• Task to carry out
Copy the line containing "In the photo above, where can the yellow flower", then all lines after it up to and including the final line of the material, exactly and without additions.

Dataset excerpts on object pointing
-- START --

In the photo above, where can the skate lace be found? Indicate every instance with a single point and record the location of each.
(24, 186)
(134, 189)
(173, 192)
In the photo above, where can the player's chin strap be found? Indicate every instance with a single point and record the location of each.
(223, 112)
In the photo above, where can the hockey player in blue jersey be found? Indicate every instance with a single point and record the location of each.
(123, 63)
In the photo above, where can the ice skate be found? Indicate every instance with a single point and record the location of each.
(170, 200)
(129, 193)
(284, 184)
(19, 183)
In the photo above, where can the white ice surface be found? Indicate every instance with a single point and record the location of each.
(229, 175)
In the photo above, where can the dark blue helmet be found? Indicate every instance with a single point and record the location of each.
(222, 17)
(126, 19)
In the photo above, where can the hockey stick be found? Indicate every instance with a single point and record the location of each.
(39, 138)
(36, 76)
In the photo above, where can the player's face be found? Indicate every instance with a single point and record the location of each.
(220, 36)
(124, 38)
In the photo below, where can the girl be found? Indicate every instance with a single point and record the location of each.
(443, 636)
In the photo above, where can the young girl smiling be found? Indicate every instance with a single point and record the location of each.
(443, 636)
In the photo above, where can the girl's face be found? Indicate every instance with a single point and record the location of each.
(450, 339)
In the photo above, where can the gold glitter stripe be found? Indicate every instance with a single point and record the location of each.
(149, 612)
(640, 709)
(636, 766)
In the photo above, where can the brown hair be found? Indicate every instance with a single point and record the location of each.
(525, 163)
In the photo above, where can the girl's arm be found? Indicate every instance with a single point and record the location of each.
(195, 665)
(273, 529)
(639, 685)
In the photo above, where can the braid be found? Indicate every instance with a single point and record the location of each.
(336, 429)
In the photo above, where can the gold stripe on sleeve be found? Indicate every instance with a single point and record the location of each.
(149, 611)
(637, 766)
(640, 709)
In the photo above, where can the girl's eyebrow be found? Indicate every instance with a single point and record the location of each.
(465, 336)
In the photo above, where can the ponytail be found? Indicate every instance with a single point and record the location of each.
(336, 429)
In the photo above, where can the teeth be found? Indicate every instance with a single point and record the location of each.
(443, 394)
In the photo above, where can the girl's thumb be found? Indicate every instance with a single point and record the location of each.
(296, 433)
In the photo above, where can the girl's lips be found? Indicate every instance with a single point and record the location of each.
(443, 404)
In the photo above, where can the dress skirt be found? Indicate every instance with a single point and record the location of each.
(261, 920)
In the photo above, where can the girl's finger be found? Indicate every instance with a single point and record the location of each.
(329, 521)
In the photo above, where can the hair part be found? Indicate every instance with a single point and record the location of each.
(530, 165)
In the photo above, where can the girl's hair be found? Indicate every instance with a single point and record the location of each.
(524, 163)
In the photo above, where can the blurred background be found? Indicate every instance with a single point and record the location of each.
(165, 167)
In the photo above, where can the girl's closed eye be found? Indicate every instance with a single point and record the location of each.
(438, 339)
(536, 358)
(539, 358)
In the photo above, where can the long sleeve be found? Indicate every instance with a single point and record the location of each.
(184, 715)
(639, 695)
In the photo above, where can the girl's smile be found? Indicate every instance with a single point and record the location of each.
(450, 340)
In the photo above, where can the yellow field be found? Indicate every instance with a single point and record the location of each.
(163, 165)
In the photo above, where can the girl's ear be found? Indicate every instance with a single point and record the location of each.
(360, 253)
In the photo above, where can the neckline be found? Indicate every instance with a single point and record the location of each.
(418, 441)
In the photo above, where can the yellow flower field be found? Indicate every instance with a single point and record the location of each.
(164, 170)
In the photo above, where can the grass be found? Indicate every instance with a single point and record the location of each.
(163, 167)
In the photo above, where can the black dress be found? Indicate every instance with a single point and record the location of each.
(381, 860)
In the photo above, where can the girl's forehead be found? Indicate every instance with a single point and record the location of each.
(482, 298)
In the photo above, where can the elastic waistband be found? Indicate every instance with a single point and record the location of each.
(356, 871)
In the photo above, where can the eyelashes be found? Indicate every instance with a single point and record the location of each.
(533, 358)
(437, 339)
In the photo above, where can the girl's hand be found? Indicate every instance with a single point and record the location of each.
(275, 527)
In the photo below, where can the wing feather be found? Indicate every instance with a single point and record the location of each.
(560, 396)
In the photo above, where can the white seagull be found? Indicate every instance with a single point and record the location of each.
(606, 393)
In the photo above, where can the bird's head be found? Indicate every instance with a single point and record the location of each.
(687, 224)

-- END --

• Completed exercise
In the photo above, where can the yellow flower field be found? Indicate every instance with a single point and record the location of each.
(164, 170)
In the photo above, where can the grass be found? Indicate every instance with a single point and record the location of each.
(163, 167)
In the photo above, where can the black dress be found? Indicate every instance with a single point and record the location of each.
(381, 860)
In the photo above, where can the girl's forehead be found? Indicate every instance with a single point and record the location of each.
(482, 298)
In the photo above, where can the elastic waistband be found? Indicate every instance with a single point and record the location of each.
(356, 871)
In the photo above, where can the eyelashes be found? Indicate every instance with a single point and record the location of each.
(533, 358)
(437, 339)
In the photo above, where can the girl's hand be found? Indicate every instance with a single point and record the location of each.
(275, 527)
In the photo below, where can the wing feather be found? Indicate every instance with a single point and record the location of each.
(560, 396)
In the photo above, where can the white seagull be found? Indicate every instance with a single point and record the location of each.
(606, 393)
In the photo above, where can the bird's head be found? Indicate every instance with a single point and record the location of each.
(687, 224)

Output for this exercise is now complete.